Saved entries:
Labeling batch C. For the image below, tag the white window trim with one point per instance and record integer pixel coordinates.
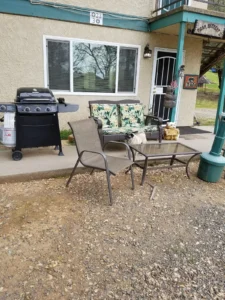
(70, 40)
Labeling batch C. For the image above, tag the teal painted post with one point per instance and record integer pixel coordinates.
(179, 62)
(221, 99)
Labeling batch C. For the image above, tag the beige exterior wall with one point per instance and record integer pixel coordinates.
(130, 7)
(22, 59)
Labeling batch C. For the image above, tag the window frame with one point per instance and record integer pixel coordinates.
(71, 40)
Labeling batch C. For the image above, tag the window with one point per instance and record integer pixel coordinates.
(91, 67)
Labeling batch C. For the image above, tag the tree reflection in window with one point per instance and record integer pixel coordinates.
(94, 68)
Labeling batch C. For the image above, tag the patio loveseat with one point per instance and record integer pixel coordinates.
(117, 119)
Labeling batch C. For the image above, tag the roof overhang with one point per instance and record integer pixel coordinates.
(185, 14)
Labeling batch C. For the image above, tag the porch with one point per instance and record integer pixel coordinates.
(177, 18)
(43, 163)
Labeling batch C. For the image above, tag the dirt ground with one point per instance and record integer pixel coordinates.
(67, 243)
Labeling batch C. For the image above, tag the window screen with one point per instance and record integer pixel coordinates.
(59, 65)
(94, 68)
(127, 70)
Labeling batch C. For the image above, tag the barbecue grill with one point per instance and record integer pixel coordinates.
(36, 119)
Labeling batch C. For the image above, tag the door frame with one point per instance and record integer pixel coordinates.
(156, 50)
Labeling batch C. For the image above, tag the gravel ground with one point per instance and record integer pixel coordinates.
(59, 243)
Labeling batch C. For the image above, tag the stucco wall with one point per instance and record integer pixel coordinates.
(130, 7)
(21, 59)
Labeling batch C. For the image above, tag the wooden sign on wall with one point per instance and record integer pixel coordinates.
(209, 29)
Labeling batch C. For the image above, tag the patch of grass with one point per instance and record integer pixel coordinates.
(65, 133)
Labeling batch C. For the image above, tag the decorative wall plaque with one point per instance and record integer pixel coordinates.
(209, 29)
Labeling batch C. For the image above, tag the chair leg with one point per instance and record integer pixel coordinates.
(72, 173)
(109, 186)
(132, 176)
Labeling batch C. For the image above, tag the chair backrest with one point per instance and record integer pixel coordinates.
(86, 135)
(117, 102)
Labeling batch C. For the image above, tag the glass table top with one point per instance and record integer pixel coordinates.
(163, 149)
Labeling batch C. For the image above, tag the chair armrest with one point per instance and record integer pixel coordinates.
(154, 118)
(121, 143)
(98, 122)
(95, 152)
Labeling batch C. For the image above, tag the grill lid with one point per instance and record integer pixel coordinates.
(34, 95)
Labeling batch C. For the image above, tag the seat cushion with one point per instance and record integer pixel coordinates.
(115, 164)
(107, 113)
(126, 129)
(131, 115)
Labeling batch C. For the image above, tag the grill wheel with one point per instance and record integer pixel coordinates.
(17, 155)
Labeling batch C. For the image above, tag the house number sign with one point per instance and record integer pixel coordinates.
(209, 29)
(96, 18)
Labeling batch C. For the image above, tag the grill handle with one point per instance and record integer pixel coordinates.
(61, 100)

• EXERCISE
Could you repeat the entries word for word, skipping the pictures they contain?

• REPLY
Labeling batch C. For the image below, tag the white window trim with one point per instance and record integer pixel coordinates.
(70, 40)
Labeling batch C. For the image above, tag the teal painted post with one point per instance and record integer pixel coordinates.
(179, 62)
(221, 99)
Labeling batch C. For the image above, tag the beige exterior wall with one point per instance and record integer pixel coordinates.
(130, 7)
(22, 59)
Labeling batch C. For the image above, tag the window frame with one point per instance and record integer pixel coordinates.
(71, 40)
Labeling batch C. For the image above, tag the window with one point per instance and record integer pixel coordinates.
(91, 67)
Labeling batch C. For the image above, tag the tree reflection in window with one point per instance and record integer pixel coordinates.
(94, 68)
Labeling batch C. For the image above, tag the patio loveseat with one point per instance and record integer pixel coordinates.
(117, 119)
Labeling batch C. For the image above, tag the roof overhang with one point per instance and record integer pixel coordinates.
(185, 14)
Labeling batch C. For the image above, tag the porch with one point per instance and record integer pixel coordinates.
(177, 18)
(43, 163)
Labeling batch C. For the image above, tag the dirt ground with one point per instance and record integer pixel coordinates.
(67, 243)
Labeling batch C. For the image above, tag the window screen with one point per instance and record integer pixel coordinates.
(59, 65)
(94, 68)
(127, 70)
Labeling batch C. For the image above, tag the barbecue grill with one point per instance and record integer pixel coordinates.
(36, 119)
Labeling batch C. For the image above, tag the door frame with one point per instance and record integer pixel coordinates.
(156, 50)
Labeling batch C. For the image above, tag the gravel ground with one point per instance and record integer pixel coordinates.
(59, 243)
Labeling batch C. For the image above, tag the stucco wall with one point per instance and record integer pixel coordinates.
(130, 7)
(21, 59)
Labeling batch C. For the image above, tag the wooden sign on wall with one point per instance and record integer pixel coordinates.
(209, 29)
Labeling batch C. For the image above, tag the patch of grass with one point per instance and record integer pixel coordinates.
(65, 133)
Labeling batch C. For the image above, tag the decorative wall plaque with one point per instance and record integer pixel coordinates.
(209, 29)
Labeling batch C. For the image above, tag the chair leg with one point per instance and record integer pixel coordinates.
(72, 173)
(109, 186)
(132, 176)
Labeling batch C. For the image above, tag the chair backrest with one point per instance and record integer pixel coordinates.
(86, 135)
(117, 102)
Labeling batch C. For the image above, tag the glass table top with one point per instance and record integer pixel coordinates.
(163, 149)
Labeling batch C. For the image above, tag the chair armrest with one point per instance and record integer pixel coordinates.
(154, 118)
(121, 143)
(98, 122)
(95, 152)
Labeling batch C. For the image above, tag the grill lid with one point per instance and record integer pixel coordinates.
(34, 95)
Labeling batch C. For the image above, tag the seat cushion with one point per instance and record integer pixel coordinates.
(115, 164)
(107, 113)
(126, 129)
(131, 115)
Labeling batch C. For the image above, tag the grill wheel with one point per instance and record integer pixel coordinates.
(17, 155)
Labeling batch C. For the image above, tag the house number sign with one point per instance and record integer pixel coordinates.
(209, 29)
(96, 18)
Labeling batch C. For the image above, tag the grill handle with one point per instance and record integer pixel coordinates.
(61, 100)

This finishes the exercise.